### Instructions to follow
Which lines in the entries below contain the word "planogram", with case taken into account? Show each such line in full.

>> BEGIN Dataset extract

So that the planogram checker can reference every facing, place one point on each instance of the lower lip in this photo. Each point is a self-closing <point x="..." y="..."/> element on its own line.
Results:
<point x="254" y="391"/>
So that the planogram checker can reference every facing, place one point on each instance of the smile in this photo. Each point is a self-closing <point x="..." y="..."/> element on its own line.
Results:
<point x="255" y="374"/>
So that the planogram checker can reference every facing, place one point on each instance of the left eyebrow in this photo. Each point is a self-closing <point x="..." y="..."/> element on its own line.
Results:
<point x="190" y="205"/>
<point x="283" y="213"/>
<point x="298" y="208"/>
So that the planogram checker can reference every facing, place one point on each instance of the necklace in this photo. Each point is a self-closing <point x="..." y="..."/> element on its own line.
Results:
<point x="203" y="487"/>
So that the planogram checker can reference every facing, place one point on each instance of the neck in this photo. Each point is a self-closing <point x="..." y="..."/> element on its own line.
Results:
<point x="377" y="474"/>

>> END Dataset extract
>> BEGIN Dataset extract

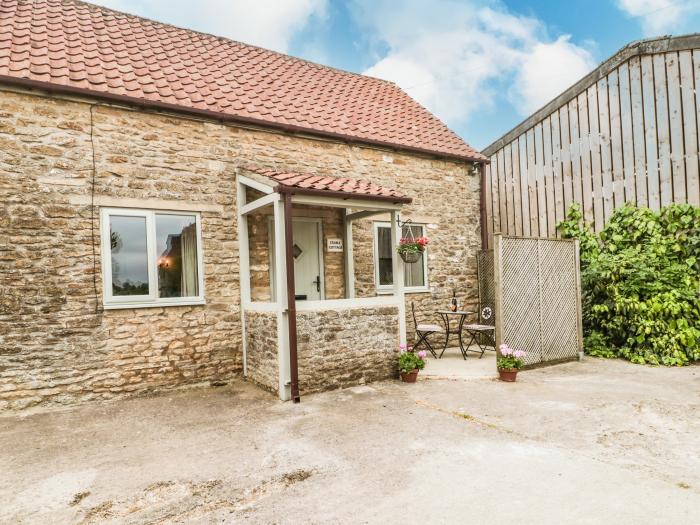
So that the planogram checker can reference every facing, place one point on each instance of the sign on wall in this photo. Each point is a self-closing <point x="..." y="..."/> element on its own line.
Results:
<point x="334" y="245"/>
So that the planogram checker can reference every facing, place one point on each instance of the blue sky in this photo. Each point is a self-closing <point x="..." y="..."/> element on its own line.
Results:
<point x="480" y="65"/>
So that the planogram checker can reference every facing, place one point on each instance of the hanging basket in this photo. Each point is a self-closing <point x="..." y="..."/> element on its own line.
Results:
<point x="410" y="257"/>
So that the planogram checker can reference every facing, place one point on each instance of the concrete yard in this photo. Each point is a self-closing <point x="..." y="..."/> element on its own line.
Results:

>> END Dataset extract

### Answer to this task
So that the planogram checker can reference every facing, place one point on each instance of the lower lip in this photo. Each point is a self-closing <point x="..." y="..."/> element on its own line.
So that the planogram checker can reference every facing, place one point on each instance of the smile in this photo. Each point is a self-closing <point x="..." y="..."/> element on its own line.
So that the planogram checker can reference every facing, place one point on each instance of the left eyebrow in this photo. Each point is a self-closing <point x="..." y="..."/> element on its own line.
So that the planogram checker can reference every facing, place one point on each instance of the necklace in this photo. Each point is a self-closing <point x="..." y="..."/> element on its own line.
So that the planogram checker can reference every facing, place one point on each instance of the neck in this photo. Each point is a self-closing <point x="..." y="..."/> element on its own line.
So that the planogram checker can reference every facing, place one point on each instance of the sign on wall in this photo. Each point is a self-closing <point x="..." y="..."/> element on its own line.
So that the planogram checker can reference every facing, place one point on each instance of the blue sky in this photo. Each point is a self-closing <point x="..." y="..."/> element on its own line.
So that the planogram checker can reference every facing, place one point on each instance of the hanging basket in this photo. Each point is a self-closing <point x="..." y="..."/> element on its own line.
So that the planogram checker can reference every facing, place one point on each instance of the concrete yard in this photo. Each point is a self-closing <point x="..." y="..."/> element on its own line.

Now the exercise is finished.